The Mets and White Sox would line up particularly well in a deal involving Ramirez, as Levine writes. The White Sox need right-handed starting pitching, and the Mets have young right-handed starters in abundance, including Noah Syndergaard and Rafael Montero.
In MLB.com’s Hot Stove preview, Mets beat writer Anthony DiComo mentioned that the Mets might give Wilmer Flores the job as everyday shortstop next season and seem hesitant to part with young pitchers like Syndergaard, Montero, Zack Wheeler and Jacob deGrom.
Ramirez, 33, is an intriguing target for all three of those teams, including the Mets, in part because of his affordable contract. He’s owed $10 million in 2015 with a $10 million option (or $1 million buyout) for 2016.
Ramirez has played exactly 158 games in each of the past four seasons. He hit .273/.305/.408 with 15 homers, 74 RBIs and 21 steals while making the AL All-Star team last year. He’s a career .277/.314/.405 hitter in seven years with the White Sox.
Of course, there are potential alternatives on the trade market (Cubs shortstop Starlin Castro, possibly) and a couple free agents, Hanley Ramirez and Asdrubal Cabrera, with questions about whether they can continue to man the position.
Ramirez likely would bring back a good package of talent for the White Sox, but they don’t necessarily have an in-house replacement in line until 2013 Draft pick Tim Anderson is ready.
MLB.com’s Scott Merkin ran through Chicago’s options with Ramirez at length last month.
The Rays announced a preliminary list of eight managerial candidates to interview on Thursday afternoon, an interesting mix of expected candidates with a few surprises thrown in. They hope to have a manager in place by the Winter Meetings. The full list:
Rays bench coach Dave Martinez
Triple-A Durham manager Charlie Montoyo
Former Nationals and Indians manager Manny Acta
Indians bullpen coach Kevin Cash
Former player Craig Counsell, currently a special assistant in the Brewers’ front office
Current/former player Raul Ibanez
Royals bench coach Don Wakamatsu
Giants bench coach Ron Wotus
“This is a preliminary list of candidates, and we expect it will grow as we continue through this process,” Rays president of baseball operations Matt Silverman said in a statement. “With a talented core of players and a strong clubhouse culture, our next manager will step into an enviable position. We will look for him to build upon that and take us to the next level.”

= = = = = = =

> [What you need to do] Continue the baseball news text from where it stops.

[Stored data entries]

= = = = = = =

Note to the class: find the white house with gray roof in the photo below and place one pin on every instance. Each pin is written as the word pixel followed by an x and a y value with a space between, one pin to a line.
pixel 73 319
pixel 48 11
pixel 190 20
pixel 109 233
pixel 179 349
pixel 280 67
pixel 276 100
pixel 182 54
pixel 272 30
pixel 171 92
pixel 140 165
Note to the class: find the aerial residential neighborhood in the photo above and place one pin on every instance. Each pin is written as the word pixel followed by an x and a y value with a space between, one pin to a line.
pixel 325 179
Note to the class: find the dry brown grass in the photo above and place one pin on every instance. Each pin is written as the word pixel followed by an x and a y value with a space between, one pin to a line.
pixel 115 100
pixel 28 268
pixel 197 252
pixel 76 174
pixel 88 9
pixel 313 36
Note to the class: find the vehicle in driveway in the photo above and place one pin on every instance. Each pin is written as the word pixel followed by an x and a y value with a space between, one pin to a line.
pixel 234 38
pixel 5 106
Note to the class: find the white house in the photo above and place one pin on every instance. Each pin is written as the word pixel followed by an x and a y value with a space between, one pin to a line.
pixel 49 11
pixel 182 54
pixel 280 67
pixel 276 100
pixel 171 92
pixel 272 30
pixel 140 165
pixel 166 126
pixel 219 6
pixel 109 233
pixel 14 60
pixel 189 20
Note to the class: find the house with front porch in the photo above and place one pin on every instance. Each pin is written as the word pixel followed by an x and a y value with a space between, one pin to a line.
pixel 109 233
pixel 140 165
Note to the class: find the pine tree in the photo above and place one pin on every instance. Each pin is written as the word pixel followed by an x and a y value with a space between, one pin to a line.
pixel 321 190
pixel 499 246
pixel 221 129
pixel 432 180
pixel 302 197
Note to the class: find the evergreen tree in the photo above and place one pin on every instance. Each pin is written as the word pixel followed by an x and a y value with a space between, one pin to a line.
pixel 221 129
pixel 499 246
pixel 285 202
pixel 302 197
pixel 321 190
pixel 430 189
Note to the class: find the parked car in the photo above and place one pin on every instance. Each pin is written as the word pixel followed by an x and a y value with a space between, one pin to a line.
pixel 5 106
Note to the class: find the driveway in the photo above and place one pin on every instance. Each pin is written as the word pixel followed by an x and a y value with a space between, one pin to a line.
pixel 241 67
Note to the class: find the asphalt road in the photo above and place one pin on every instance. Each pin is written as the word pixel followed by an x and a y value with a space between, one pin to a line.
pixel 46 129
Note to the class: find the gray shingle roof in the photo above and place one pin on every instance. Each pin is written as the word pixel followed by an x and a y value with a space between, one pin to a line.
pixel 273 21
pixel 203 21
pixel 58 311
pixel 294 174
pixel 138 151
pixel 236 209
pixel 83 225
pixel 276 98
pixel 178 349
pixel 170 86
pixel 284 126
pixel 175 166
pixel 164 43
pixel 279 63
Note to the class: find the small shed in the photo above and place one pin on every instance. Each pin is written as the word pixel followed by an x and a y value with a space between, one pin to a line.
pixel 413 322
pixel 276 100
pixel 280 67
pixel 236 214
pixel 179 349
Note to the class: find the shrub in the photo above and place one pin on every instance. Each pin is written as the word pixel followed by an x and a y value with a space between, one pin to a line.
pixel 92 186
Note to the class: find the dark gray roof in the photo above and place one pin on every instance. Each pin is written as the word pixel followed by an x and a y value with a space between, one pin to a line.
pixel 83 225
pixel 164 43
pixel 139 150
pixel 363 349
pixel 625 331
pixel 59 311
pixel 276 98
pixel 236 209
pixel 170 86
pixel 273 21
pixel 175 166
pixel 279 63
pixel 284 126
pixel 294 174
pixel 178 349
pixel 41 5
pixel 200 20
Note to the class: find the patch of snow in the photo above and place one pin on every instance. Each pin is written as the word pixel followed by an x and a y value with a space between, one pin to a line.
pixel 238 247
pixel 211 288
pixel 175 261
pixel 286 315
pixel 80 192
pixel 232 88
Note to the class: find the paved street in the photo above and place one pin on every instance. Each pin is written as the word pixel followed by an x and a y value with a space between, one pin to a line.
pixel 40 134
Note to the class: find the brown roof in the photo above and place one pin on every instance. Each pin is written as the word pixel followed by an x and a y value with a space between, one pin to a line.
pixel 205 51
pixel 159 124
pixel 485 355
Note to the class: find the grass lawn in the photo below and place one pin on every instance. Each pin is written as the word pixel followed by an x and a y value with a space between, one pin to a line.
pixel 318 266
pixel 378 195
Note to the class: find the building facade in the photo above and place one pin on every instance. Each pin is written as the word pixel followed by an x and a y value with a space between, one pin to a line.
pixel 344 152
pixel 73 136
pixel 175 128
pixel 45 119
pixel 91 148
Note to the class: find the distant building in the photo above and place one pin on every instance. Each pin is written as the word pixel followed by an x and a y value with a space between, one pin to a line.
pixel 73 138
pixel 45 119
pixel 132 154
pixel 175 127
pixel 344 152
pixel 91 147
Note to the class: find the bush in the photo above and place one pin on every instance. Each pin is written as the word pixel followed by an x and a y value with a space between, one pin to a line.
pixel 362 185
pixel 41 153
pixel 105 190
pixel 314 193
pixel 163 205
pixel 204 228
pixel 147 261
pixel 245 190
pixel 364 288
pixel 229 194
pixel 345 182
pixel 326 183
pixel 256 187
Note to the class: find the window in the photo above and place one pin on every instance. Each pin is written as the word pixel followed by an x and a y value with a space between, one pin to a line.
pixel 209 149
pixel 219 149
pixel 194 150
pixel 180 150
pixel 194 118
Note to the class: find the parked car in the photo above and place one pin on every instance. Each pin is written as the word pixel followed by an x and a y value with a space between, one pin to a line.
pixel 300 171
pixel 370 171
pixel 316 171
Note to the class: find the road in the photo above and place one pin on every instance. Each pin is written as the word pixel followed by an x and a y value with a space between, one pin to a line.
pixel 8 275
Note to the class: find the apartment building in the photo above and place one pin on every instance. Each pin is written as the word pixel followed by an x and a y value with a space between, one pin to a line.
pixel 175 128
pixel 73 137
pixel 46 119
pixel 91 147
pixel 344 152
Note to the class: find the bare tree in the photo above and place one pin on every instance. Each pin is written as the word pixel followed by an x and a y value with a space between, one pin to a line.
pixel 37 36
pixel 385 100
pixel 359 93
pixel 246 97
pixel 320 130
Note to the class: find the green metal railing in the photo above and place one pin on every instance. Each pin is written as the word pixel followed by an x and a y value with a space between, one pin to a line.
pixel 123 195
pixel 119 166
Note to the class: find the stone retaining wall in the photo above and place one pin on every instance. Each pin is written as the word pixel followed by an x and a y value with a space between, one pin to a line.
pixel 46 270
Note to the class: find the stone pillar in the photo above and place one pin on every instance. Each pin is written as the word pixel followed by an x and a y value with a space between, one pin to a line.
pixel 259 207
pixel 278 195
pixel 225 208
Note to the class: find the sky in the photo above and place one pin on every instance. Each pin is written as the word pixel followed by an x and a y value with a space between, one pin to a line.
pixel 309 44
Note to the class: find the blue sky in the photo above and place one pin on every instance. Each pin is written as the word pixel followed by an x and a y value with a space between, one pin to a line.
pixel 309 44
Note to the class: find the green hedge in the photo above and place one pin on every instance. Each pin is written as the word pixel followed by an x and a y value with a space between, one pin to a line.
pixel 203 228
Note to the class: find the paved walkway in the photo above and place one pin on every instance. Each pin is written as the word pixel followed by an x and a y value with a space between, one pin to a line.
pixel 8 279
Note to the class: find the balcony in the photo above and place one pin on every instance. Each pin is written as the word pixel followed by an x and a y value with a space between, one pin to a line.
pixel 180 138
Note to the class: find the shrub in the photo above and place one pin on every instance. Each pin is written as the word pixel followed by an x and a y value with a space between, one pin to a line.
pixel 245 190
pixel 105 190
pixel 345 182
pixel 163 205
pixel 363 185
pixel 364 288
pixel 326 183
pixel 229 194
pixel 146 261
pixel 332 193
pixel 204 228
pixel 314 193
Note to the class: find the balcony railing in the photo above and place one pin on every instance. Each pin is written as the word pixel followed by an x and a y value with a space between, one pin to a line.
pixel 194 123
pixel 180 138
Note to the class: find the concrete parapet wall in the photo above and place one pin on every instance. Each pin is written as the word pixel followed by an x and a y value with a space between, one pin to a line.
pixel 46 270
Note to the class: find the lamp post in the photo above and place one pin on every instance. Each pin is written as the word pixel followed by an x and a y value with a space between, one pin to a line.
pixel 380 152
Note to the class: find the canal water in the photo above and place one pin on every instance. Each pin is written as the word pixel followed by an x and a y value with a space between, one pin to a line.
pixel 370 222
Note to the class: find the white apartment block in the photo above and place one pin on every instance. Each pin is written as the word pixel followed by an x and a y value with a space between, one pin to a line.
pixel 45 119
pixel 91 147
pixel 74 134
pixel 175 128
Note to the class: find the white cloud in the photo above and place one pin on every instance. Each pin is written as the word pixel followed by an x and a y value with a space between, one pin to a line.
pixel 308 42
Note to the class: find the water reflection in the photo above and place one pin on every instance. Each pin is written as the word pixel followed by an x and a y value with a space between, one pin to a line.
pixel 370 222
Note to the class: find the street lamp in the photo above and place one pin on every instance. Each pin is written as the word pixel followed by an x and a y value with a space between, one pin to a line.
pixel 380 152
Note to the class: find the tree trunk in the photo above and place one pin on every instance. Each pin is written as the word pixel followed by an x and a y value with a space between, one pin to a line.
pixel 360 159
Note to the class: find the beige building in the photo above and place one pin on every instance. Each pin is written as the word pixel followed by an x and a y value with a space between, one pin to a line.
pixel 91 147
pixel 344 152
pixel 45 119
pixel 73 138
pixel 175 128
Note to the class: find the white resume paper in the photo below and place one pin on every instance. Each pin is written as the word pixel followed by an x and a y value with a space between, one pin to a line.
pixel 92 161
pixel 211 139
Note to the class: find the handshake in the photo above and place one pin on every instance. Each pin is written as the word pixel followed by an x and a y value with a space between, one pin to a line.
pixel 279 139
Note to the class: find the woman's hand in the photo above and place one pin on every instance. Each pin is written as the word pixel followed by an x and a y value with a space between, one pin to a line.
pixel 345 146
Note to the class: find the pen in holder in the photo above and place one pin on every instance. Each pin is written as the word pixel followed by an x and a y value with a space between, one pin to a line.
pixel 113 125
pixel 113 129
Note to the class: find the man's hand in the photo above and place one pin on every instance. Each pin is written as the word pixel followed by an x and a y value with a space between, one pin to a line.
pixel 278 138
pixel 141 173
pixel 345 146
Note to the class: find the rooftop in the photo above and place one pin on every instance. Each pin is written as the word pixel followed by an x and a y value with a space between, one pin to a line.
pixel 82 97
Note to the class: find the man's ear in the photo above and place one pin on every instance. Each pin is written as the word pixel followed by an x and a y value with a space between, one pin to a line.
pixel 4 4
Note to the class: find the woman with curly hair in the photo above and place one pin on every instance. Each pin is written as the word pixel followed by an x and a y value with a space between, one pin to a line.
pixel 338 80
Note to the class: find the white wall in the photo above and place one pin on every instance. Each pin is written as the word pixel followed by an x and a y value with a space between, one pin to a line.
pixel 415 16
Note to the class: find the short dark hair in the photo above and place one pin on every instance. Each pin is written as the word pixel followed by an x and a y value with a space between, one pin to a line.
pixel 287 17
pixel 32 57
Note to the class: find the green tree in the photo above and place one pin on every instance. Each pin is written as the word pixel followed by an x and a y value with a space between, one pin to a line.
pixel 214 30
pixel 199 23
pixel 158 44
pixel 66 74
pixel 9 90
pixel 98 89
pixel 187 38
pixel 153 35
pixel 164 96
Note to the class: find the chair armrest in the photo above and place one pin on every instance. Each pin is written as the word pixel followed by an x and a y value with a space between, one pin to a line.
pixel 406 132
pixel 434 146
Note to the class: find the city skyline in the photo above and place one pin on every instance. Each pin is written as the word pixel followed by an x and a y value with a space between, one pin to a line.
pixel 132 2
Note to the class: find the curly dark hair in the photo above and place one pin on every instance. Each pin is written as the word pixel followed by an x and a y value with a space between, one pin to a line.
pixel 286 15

= = = = = = =

> [Final answer]
Martinez is the most obvious choice, given the time he spent alongside former Rays manager Joe Maddon. He knows the players, the front office and the other coaches. If Tampa Bay is going for continuity, he makes the most sense.
Montoyo, who’s worked in Tampa Bay’s farm system since 1997, was deservedly rewarded with an interview for the big-league job. He’s dealt with just about every player who’s come up with the Rays, won 633 games at the Triple-A level and captured seven division titles in eight years.
Wakamatsu is an interesting option. He managed the Mariners in 2009-10, coached for the Blue Jays and scouted for the Yankees before signing on as the American League champion Royals’ bench coach. Cash, a finalist for the Rangers job, is a Tampa native who spent some time with Tampa Bay during his playing career.
Acta and Wotus present different kinds of experience — Acta having managed in the Majors and Wotus having been on the Giants’ coaching staff since 1998 and their bench coach since 1999. Before that, he managed in San Francisco’s farm system from 1991-97. Wotus has been Bruce Bochy’s bench coach as the Giants won three of the last five World Series.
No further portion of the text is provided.